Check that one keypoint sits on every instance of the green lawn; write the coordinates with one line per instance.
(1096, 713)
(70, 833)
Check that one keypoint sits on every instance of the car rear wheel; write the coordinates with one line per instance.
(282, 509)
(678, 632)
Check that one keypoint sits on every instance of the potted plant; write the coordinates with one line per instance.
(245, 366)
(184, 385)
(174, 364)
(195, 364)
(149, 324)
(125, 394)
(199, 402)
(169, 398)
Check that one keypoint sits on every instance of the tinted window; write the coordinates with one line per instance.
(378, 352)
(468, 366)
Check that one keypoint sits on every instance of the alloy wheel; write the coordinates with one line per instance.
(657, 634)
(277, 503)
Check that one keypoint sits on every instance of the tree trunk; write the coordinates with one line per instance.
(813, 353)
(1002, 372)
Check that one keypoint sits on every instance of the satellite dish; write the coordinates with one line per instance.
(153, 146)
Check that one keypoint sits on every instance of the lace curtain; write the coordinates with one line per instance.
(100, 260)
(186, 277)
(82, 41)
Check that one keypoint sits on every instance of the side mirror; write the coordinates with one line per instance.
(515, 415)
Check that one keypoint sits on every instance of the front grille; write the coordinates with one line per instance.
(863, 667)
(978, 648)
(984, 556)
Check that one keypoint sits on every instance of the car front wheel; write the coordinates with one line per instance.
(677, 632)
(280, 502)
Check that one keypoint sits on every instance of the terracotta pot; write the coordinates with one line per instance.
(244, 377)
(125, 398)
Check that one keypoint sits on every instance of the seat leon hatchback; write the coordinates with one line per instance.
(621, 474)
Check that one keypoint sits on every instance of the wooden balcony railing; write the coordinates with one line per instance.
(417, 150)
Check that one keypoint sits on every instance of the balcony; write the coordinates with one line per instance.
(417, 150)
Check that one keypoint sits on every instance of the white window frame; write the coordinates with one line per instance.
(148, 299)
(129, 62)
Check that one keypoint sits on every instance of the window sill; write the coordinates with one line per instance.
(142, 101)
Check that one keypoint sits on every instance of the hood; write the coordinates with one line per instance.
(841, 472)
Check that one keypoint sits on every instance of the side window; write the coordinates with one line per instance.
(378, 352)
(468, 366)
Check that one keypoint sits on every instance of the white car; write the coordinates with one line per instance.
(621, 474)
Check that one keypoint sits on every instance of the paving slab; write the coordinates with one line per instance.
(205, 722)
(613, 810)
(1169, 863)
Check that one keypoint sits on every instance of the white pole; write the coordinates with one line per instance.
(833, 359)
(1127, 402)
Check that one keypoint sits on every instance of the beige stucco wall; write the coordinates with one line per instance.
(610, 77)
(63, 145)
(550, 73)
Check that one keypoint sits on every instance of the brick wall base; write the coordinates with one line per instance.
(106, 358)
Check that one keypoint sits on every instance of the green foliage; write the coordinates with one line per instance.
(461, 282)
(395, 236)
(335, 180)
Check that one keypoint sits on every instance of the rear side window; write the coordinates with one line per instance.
----
→ **What to produce**: Restate the data above exactly, keeping each word as it stands.

→ **Response to the task**:
Check that one keypoint sits on every instance of the green lawn; write the coordinates with one line per instance.
(1096, 713)
(70, 833)
Check that one keypoint sits on every instance of the car rear wheel; write the coordinates with one line per instance.
(282, 509)
(678, 632)
Check that one keypoint sits on every instance of the potted plant; write the coordinates with one line per instance.
(245, 366)
(184, 385)
(174, 364)
(195, 364)
(149, 324)
(125, 394)
(199, 402)
(169, 398)
Check that one keypoint sits on every instance of the tinted window; write the coordinates with one line per instance.
(378, 352)
(468, 366)
Check that one keypoint sits on every instance of the alloy wheel; write the coordinates with one line per instance.
(657, 634)
(277, 503)
Check that one keypoint sits on every instance of the tree trunk; write the coordinates with one line per instance.
(813, 353)
(1002, 372)
Check that one keypoint sits on every instance of the satellite dish; write the coordinates with one line per instance.
(153, 146)
Check that one keypoint sits on every instance of the lace curtain; write the coordinates with one line per instance.
(100, 260)
(186, 277)
(82, 41)
Check that one keypoint sits on every instance of the side mirror; write the coordinates with one line per instance.
(515, 415)
Check that one keypoint sits on every instance of the front grille; write the coordinates with one line per instance.
(863, 667)
(978, 648)
(984, 556)
Check that one keypoint sits on every instance of the car front wheel; write the coordinates with one line per instance.
(677, 632)
(280, 502)
Check that one keypoint sits on every instance of the terracotta pot; write the coordinates with one line per instance.
(244, 377)
(125, 398)
Check that one keypoint sits on every instance of the seat leon hatchback; write the coordinates with one line per instance.
(621, 474)
Check that one keypoint sits on every instance of the wooden balcony railing; write the coordinates with one line per instance.
(417, 150)
Check that one keypoint sits on every instance of the balcony; write the coordinates with one line per instance.
(417, 150)
Check that one keypoint sits on every instance of the white window frame; write the coordinates with one line per instance.
(148, 299)
(129, 62)
Check that one keypoint sits on every instance of the window sill; write the coordinates with one line per instance.
(142, 101)
Check that one keypoint sits on every instance of the hood; write the coordinates with one line per instance.
(841, 472)
Check that one keypoint sits on every instance of the side window; write the coordinates with one line per instance.
(378, 352)
(468, 366)
Check that one keypoint sits on every instance of the white car; write the coordinates with one line per instance.
(621, 474)
Check that one keypoint sits on every instance of the paving slab; write the coordinates with one line per instance.
(205, 722)
(613, 810)
(1169, 863)
Check that one keypoint sits on every instance of the white pole; write the coordinates with one line per instance.
(833, 359)
(1127, 402)
Check that one keypoint sits on every instance of the beige stucco wall; write the coordinates with one line per instance.
(610, 77)
(63, 145)
(550, 73)
Check that one keypoint sits on every instance of the brick wall base; write the coordinates with one line per instance.
(106, 358)
Check that one keypoint sits on every instance of the green foliage; write the coordinates with one line per instance.
(461, 282)
(395, 236)
(335, 180)
Check that one keypoint sits on every instance of the rear side window; write the coordinates with one line per instance.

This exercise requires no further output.